### Provided passage ###

Not sure what you mean here. Are you saying external USB blu-Ray players should play HDCP disks?

This is a USB terrestial TV receiver that claims to receive HDTV. (Its for the British market)...
hauppauge.co.uk/site/products/data_ministickhd.html
(Sorry its not a clickable links but the system wount let me do this yet.)
It doesnt mention HDCP but I would think HDTV is just as much a target for pirates as Blu-ray. And I believe SKY (British commercial satellite broadcaster) uses HDCP already. So I'm just worried if I buy one of these things the broadcasters will eventually turn on the HDCP and my USB receiver will become useless.

My main issue is: do I need to buy a laptop with an HDMI input (as well as an HDCP compliant graphics card etc) to be able to watch Blu-Ray and HDTV HDCP activated material, or will USB 2 be fine?
post #4 of 9
Quote:
Originally Posted by RevRhubar View Post

Not sure what you mean here. Are you saying external USB blu-Ray players should play HDCP disks?

As I said, HDCP has nothing to do with the disk, it's strictly an encryption system for the video output connection path. But yes, a USB attached Blu-Ray drive will play Blu-Ray Discs that have protected (AACS or BD+) content, as long as you have an appropriate software player to do the heavy lifting. Windows by itself can't play Blu-Ray Discs.

Quote:
Originally Posted by RevRhubar View Post

This is a USB terrestial TV receiver that claims to receive HDTV. (Its for the British market)...
hauppauge.co.uk/site/products/data_ministickhd.html
(Sorry its not a clickable links but the system wount let me do this yet.)
It doesnt mention HDCP but I would think HDTV is just as much a target for pirates as Blu-ray. And I believe SKY (British commercial satellite broadcaster) uses HDCP already. So I'm just worried if I buy one of these things the broadcasters will eventually turn on the HDCP and my USB receiver will become useless.

Only the set-tops would apply HDCP to the video output. It only applies to the display connection path. I don't know if DVB-T incorporates any encryption algorithms, but I know DVB-S can (that's part of what the access card does). The device you mention is for terrestrial (i.e., antenna, not satellite) broadcasts, so I don't think Sky satellite service would apply. You might want to do some more research on that, but I'm fairly sure that wouldn't work.

Quote:
Originally Posted by RevRhubar View Post

My main issue is: do I need to buy a laptop with an HDMI input (as well as an HDCP compliant graphics card etc) to be able to watch Blu-Ray and HDTV HDCP activated material, or will USB 2 be fine?

There are no PCs with HDMI inputs, and no capture boards that can capture material encrypted with HDCP over HDMI/DVI. So if you can't capture it with a USB tuner device, or Hauppauge's HD-PVR box, you won't be able to get it into a laptop. (At least, not in HD quality.)
post #5 of 9
Thread Starter 
Quote:
Originally Posted by demonfoo View Post

As I said, HDCP has nothing to do with the disk, it's strictly an encryption system for the video output connection path. But yes, a USB attached Blu-Ray drive will play Blu-Ray Discs that have protected (AACS or BD+) content, as long as you have an appropriate software player to do the heavy lifting. Windows by itself can't play Blu-Ray Discs.

### Recorded data ###

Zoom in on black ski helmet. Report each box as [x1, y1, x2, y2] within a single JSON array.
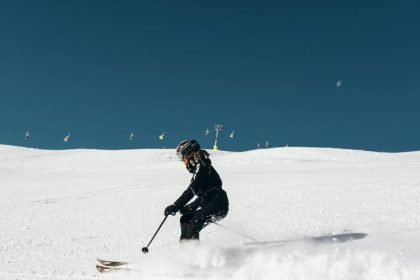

###

* _Exercise requirements_:
A: In the HDCP forum thread:
(i) What does HDCP encrypt?
(ii) Which two kinds of protected Blu-ray content are named?
(iii) Which British broadcaster is believed to use HDCP already?
B: Reproduce the HDCP forum thread word for word between "There are no" and "in HD quality.)", inclusive.
You won't need the material for this.

* _The solutions_:
A:
(i) The video output connection path.
(ii) AACS and BD+.
(iii) SKY.

B:
There are no PCs with HDMI inputs, and no capture boards that can capture material encrypted with HDCP over HDMI/DVI. So if you can't capture it with a USB tuner device, or Hauppauge's HD-PVR box, you won't be able to get it into a laptop. (At least, not in HD quality.)